# YOUR GOAL
Give again only those lines from the start of the entries through the line holding "formatted like [506,543].", leaving them as they are.
=-=-=-=-=
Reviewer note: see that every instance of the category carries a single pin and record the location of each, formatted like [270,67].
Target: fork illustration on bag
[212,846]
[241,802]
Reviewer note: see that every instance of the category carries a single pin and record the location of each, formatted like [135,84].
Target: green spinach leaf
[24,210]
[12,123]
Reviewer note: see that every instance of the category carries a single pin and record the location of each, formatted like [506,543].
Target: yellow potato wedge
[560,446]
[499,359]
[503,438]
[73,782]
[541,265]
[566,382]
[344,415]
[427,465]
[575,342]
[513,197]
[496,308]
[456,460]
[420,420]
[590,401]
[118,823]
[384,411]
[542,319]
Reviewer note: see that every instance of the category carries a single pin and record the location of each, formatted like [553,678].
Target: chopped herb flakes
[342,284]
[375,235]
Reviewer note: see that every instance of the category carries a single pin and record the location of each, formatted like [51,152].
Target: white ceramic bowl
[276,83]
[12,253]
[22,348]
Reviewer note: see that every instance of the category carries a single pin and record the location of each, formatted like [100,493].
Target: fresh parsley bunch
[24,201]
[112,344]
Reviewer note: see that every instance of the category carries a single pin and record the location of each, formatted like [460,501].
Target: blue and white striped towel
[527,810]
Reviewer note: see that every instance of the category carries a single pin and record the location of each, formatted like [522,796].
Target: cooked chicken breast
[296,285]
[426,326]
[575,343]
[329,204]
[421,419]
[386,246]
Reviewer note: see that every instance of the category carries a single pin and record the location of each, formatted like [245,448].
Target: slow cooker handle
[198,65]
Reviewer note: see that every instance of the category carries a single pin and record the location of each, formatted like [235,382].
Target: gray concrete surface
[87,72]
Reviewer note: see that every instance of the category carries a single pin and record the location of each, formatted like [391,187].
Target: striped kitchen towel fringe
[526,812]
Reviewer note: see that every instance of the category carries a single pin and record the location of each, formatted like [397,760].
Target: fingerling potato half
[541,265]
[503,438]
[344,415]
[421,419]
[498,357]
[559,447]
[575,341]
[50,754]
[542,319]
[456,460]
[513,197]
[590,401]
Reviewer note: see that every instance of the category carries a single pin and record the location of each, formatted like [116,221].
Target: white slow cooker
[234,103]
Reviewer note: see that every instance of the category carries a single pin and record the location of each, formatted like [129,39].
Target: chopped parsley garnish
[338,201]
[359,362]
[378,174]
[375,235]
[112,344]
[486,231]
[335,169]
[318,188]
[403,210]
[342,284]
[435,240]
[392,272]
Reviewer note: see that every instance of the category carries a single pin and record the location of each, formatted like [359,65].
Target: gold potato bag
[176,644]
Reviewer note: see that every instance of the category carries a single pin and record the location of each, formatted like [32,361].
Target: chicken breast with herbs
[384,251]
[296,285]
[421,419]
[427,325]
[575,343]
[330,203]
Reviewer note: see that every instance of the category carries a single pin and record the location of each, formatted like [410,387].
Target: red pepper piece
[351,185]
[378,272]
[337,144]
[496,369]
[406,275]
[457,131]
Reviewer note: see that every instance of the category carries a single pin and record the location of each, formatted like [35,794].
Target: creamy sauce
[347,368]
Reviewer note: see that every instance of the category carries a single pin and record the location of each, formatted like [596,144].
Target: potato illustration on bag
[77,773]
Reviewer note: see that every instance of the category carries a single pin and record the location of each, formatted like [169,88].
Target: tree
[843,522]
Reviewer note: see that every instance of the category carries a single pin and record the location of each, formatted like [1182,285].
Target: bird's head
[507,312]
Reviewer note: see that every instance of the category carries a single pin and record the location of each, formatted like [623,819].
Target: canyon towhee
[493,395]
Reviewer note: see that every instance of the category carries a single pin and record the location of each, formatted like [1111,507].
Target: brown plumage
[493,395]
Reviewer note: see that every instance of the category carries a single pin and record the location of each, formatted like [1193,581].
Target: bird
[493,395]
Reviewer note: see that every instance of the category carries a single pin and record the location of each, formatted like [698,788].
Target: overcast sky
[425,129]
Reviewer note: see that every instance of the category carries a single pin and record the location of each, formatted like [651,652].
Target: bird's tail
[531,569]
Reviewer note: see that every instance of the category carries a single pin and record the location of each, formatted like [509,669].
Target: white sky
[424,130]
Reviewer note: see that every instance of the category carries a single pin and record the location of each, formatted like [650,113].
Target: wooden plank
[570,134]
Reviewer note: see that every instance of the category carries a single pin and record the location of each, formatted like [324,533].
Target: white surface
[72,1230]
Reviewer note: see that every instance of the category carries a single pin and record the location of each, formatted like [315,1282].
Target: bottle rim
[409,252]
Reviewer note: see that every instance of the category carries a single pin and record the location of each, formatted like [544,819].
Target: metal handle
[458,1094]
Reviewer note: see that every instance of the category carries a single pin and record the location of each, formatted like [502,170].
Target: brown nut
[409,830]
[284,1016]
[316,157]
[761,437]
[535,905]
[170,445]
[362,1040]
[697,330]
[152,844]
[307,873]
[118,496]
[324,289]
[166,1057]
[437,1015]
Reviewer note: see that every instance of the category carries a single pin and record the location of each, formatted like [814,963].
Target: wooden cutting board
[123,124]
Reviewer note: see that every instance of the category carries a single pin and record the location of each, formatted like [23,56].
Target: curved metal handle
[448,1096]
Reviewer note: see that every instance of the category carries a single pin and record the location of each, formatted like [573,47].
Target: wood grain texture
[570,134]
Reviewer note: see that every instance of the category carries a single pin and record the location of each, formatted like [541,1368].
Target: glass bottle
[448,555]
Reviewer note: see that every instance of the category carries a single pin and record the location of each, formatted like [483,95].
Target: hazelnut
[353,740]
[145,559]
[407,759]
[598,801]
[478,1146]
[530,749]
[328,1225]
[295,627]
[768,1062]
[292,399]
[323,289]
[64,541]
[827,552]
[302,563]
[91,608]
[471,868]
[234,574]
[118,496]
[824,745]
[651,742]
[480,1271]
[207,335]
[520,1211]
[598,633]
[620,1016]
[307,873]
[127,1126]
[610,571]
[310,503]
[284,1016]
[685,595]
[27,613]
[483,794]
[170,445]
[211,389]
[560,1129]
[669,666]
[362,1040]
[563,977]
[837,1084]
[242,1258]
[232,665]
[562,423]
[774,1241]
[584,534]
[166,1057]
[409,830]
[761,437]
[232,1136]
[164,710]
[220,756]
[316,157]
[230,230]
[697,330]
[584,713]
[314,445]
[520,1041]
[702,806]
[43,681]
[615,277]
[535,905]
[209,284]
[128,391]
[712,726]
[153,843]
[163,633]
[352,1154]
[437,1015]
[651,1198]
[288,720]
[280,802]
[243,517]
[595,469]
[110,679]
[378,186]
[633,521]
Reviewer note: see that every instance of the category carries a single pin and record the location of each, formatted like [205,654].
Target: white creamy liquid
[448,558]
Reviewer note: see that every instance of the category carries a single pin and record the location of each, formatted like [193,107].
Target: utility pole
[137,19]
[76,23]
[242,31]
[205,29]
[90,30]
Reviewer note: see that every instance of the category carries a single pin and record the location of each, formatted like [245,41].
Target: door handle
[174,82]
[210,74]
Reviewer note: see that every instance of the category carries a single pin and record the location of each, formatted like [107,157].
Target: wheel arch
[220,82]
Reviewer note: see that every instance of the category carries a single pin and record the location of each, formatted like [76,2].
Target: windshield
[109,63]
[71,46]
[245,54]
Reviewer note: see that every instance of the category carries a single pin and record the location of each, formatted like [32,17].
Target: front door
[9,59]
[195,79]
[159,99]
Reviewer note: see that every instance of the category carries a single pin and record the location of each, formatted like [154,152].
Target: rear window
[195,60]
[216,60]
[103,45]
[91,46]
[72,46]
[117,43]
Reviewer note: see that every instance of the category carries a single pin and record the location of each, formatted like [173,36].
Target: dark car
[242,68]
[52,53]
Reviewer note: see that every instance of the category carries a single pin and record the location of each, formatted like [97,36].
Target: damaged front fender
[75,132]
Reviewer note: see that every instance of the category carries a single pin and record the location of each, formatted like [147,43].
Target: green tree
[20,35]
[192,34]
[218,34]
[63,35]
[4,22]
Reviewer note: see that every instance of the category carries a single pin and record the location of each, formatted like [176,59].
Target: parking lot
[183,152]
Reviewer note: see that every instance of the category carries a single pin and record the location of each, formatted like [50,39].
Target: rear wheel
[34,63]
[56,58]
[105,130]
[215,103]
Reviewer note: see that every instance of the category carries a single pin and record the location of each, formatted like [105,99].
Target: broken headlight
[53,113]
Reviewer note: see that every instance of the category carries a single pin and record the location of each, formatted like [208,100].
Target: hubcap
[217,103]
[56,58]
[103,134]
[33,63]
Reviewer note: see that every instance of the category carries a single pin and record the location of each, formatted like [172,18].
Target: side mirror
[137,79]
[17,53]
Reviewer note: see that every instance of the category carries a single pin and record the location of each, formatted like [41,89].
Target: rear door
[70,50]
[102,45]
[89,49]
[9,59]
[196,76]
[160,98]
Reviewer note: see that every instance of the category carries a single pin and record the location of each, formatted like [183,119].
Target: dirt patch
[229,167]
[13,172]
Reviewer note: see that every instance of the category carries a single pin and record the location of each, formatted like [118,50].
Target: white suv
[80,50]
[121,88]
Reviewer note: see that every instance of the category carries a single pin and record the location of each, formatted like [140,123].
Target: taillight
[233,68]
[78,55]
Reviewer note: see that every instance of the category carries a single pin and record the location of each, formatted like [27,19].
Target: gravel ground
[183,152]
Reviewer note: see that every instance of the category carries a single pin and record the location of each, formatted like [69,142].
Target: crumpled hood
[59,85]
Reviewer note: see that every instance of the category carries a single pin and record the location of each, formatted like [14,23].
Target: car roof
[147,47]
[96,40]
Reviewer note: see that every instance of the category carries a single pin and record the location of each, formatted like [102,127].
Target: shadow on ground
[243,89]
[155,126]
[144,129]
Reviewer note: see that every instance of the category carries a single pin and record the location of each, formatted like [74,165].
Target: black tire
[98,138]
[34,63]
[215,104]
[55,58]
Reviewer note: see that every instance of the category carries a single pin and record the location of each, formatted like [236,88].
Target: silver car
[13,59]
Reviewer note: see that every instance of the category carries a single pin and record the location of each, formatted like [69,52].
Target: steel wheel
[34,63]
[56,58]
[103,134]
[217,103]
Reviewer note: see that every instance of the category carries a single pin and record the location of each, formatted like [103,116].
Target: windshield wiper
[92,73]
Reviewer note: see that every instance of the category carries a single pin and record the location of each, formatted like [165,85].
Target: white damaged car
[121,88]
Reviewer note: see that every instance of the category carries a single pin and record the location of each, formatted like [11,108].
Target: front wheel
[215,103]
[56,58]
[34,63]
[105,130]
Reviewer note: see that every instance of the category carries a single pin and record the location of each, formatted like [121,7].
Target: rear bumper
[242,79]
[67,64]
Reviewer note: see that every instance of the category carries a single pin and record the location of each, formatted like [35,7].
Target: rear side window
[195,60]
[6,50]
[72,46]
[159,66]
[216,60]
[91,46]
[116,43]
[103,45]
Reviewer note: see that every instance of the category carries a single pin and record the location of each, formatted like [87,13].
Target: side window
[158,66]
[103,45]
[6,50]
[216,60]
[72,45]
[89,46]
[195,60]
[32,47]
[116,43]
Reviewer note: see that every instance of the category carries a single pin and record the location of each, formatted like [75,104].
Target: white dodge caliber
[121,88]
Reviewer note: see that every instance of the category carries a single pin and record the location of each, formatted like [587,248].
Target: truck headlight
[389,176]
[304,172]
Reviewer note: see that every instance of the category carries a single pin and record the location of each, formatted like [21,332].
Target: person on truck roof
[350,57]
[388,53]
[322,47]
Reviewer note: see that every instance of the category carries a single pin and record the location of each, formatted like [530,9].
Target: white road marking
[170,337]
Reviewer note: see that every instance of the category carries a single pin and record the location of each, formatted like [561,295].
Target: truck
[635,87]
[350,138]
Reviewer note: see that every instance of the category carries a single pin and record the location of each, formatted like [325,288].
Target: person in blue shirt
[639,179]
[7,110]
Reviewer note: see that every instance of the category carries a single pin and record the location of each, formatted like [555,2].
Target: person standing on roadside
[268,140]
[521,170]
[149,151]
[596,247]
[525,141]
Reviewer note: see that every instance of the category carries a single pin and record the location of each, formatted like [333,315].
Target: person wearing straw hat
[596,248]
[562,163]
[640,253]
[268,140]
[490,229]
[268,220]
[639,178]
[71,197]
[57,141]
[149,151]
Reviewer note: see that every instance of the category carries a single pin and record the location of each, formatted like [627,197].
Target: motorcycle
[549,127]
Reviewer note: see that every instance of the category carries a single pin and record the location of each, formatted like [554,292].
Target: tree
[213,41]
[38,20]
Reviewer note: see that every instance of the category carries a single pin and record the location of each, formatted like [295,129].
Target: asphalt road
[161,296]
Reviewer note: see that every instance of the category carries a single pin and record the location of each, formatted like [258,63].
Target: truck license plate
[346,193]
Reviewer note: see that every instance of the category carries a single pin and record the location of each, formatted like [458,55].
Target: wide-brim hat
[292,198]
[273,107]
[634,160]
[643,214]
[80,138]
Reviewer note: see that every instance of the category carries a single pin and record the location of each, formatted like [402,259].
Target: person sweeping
=-=-=-=-=
# ANSWER SPACE
Reviewer note: see that every instance of the category carries a single pin and record the location of each, formatted like [270,67].
Target: fork illustration on bag
[212,846]
[241,802]
Reviewer note: see that every instance of the category carries a single pin and record the location of each, formatted like [135,84].
Target: green spinach leaf
[24,210]
[12,123]
Reviewer note: see that every instance of the category carries a single pin and record the location of each, formatted like [506,543].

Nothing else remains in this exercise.